▶ **DONNÉES DE TRAVAIL**
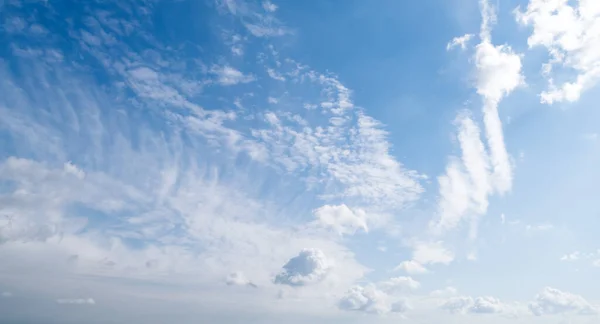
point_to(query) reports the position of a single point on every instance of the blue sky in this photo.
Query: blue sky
(275, 161)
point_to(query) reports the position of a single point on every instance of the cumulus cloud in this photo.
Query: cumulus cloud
(238, 279)
(310, 266)
(570, 32)
(77, 301)
(432, 253)
(411, 267)
(460, 41)
(553, 301)
(479, 305)
(365, 299)
(341, 219)
(399, 285)
(226, 75)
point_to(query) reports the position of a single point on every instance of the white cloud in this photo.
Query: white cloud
(365, 299)
(411, 267)
(399, 285)
(238, 278)
(570, 32)
(460, 41)
(467, 184)
(269, 6)
(310, 266)
(226, 75)
(76, 301)
(432, 253)
(553, 301)
(487, 305)
(459, 305)
(341, 219)
(571, 256)
(275, 75)
(479, 305)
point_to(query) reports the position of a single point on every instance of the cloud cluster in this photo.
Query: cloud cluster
(570, 32)
(553, 301)
(479, 305)
(483, 169)
(310, 266)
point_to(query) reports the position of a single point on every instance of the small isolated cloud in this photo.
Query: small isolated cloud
(365, 299)
(486, 305)
(77, 301)
(238, 279)
(479, 305)
(411, 267)
(458, 305)
(432, 253)
(226, 75)
(571, 256)
(590, 137)
(446, 292)
(553, 301)
(399, 285)
(460, 41)
(309, 267)
(539, 227)
(341, 219)
(269, 6)
(568, 31)
(275, 75)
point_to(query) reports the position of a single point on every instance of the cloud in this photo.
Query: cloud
(309, 267)
(76, 301)
(269, 6)
(238, 279)
(460, 305)
(553, 301)
(399, 285)
(569, 32)
(432, 253)
(460, 41)
(341, 219)
(365, 299)
(411, 267)
(275, 75)
(227, 75)
(469, 181)
(479, 305)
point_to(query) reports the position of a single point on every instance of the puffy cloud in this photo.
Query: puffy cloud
(341, 219)
(309, 267)
(479, 305)
(365, 299)
(399, 285)
(458, 304)
(77, 301)
(487, 305)
(570, 32)
(411, 267)
(432, 253)
(238, 279)
(226, 75)
(554, 301)
(460, 41)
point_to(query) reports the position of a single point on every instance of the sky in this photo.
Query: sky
(335, 161)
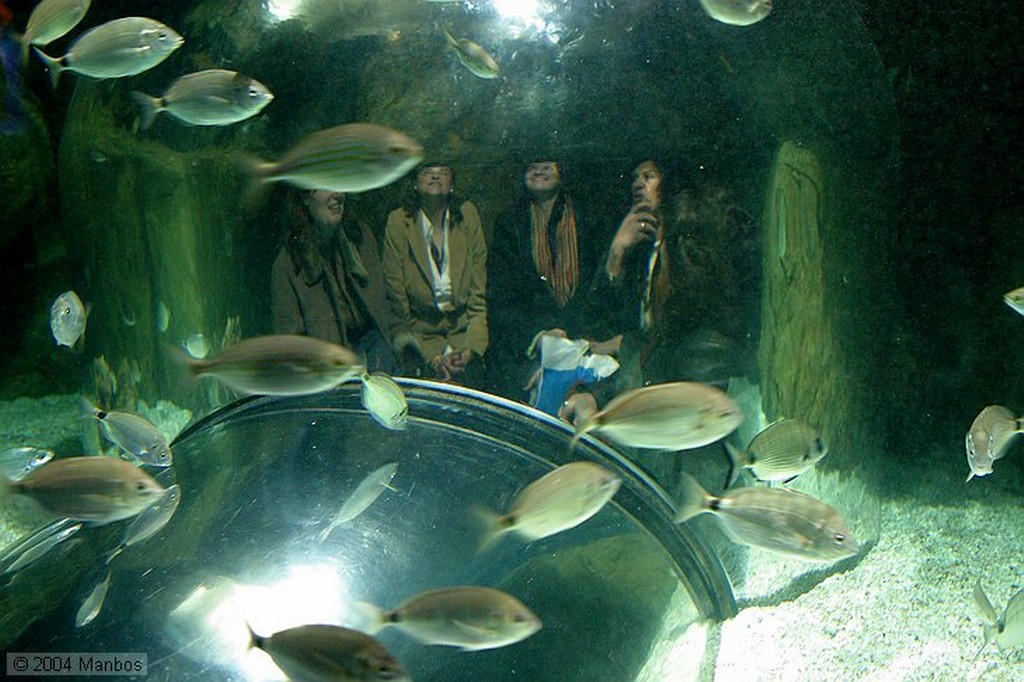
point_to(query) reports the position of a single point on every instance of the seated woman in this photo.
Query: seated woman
(327, 281)
(541, 260)
(435, 269)
(682, 276)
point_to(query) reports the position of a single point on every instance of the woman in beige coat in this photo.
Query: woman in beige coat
(435, 271)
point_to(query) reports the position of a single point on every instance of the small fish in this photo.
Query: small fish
(40, 544)
(68, 316)
(737, 12)
(88, 488)
(383, 398)
(777, 519)
(92, 604)
(51, 19)
(559, 500)
(365, 494)
(133, 434)
(1015, 299)
(326, 652)
(354, 157)
(16, 463)
(781, 452)
(123, 47)
(989, 438)
(474, 57)
(470, 617)
(211, 97)
(280, 365)
(1007, 630)
(673, 416)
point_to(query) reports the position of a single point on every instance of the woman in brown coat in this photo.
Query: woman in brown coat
(328, 282)
(435, 269)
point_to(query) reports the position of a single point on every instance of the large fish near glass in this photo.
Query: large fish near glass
(354, 157)
(673, 416)
(777, 519)
(211, 97)
(991, 432)
(123, 47)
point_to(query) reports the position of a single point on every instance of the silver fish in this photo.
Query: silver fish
(1015, 299)
(211, 97)
(133, 434)
(153, 519)
(365, 494)
(1007, 630)
(16, 463)
(781, 452)
(68, 316)
(282, 365)
(385, 401)
(737, 12)
(474, 57)
(559, 500)
(51, 19)
(470, 617)
(354, 157)
(123, 47)
(326, 652)
(777, 519)
(39, 545)
(673, 416)
(88, 488)
(989, 438)
(93, 603)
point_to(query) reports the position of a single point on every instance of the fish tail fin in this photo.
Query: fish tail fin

▶ **ÉNONCÉ DU PROBLÈME**
Retranscrivez à l'identique les lignes de toutes les entrées ci-dessus, en omettant les images.

▶ **RÉSULTAT FINAL**
point_to(query) reports the position of a single point on every instance of the blue sky in this photo.
Query: blue sky
(275, 161)
point_to(query) reports the position of a single point on every instance of the cumulus cloud in this photo.
Query: cumulus cloud
(238, 279)
(310, 266)
(570, 32)
(77, 301)
(432, 253)
(411, 267)
(460, 41)
(553, 301)
(479, 305)
(365, 299)
(341, 219)
(399, 285)
(226, 75)
point_to(query) reports the position of a single point on every instance of the white cloud in this photo.
Query: white cloud
(365, 299)
(411, 267)
(399, 285)
(238, 278)
(570, 32)
(460, 41)
(467, 184)
(269, 6)
(310, 266)
(226, 75)
(76, 301)
(432, 253)
(553, 301)
(487, 305)
(459, 305)
(341, 219)
(571, 256)
(275, 75)
(479, 305)
point_to(query) reports the position of a single point on every instance of the cloud cluster in this photo.
Query: cloud cluster
(570, 32)
(553, 301)
(479, 305)
(483, 169)
(310, 266)
point_to(query) reports the position of a single point on every instance of the small isolated cloud in this photo.
Query: small isolated cloud
(365, 299)
(486, 305)
(77, 301)
(238, 279)
(479, 305)
(411, 267)
(458, 305)
(432, 253)
(226, 75)
(571, 256)
(590, 137)
(446, 292)
(553, 301)
(399, 285)
(460, 41)
(309, 267)
(539, 227)
(341, 219)
(269, 6)
(568, 31)
(275, 75)
point_to(query) reports the position of a single point on every instance of the cloud in this photo.
Query: cloud
(309, 267)
(76, 301)
(269, 6)
(238, 279)
(460, 305)
(553, 301)
(399, 285)
(569, 32)
(432, 253)
(460, 41)
(341, 219)
(365, 299)
(411, 267)
(275, 75)
(227, 75)
(469, 181)
(479, 305)
point_to(query) reports the position of a single point on every instance of the puffy cloud in this photo.
Query: puffy cloud
(341, 219)
(309, 267)
(479, 305)
(365, 299)
(399, 285)
(458, 304)
(77, 301)
(487, 305)
(570, 32)
(411, 267)
(432, 253)
(238, 279)
(226, 75)
(554, 301)
(460, 41)
point_to(query) reports the position of a single point on every instance of the sky in this photo.
Query: sky
(335, 161)
point_to(query) reports the position of a single point on every instance of the seated woman in this photo.
Query: seated woman
(327, 281)
(541, 260)
(435, 269)
(682, 276)
point_to(query) reports the position of a single point on every instance of the woman in beige coat in this photo.
Query: woman in beige coat
(435, 271)
point_to(query) reports the position of a single point on every instance of the small fish in this photo.
Query: small fish
(40, 544)
(68, 316)
(737, 12)
(88, 488)
(383, 398)
(777, 519)
(92, 604)
(51, 19)
(559, 500)
(365, 494)
(133, 434)
(1015, 299)
(326, 652)
(354, 157)
(16, 463)
(781, 452)
(123, 47)
(989, 438)
(474, 57)
(470, 617)
(211, 97)
(280, 365)
(1007, 630)
(673, 416)
point_to(query) reports the position of a single point on every instance of the woman in brown coat in this photo.
Query: woman in brown coat
(328, 282)
(435, 269)
point_to(query) reports the position of a single point on every instance of the large fish near glass in this photo.
Query: large fish near glass
(354, 157)
(673, 416)
(777, 519)
(211, 97)
(991, 432)
(123, 47)
point_to(query) reports the position of a single point on every instance of the silver fish in this photo.
Query: silver fish
(1015, 299)
(211, 97)
(133, 434)
(153, 519)
(365, 494)
(1007, 630)
(16, 463)
(781, 452)
(68, 316)
(282, 365)
(385, 401)
(737, 12)
(474, 57)
(559, 500)
(51, 19)
(470, 617)
(354, 157)
(123, 47)
(326, 652)
(777, 519)
(39, 545)
(673, 416)
(88, 488)
(989, 438)
(93, 603)
point_to(query) reports the position of a single point on every instance of the fish tail fin in this photo.
Query: fish tail fin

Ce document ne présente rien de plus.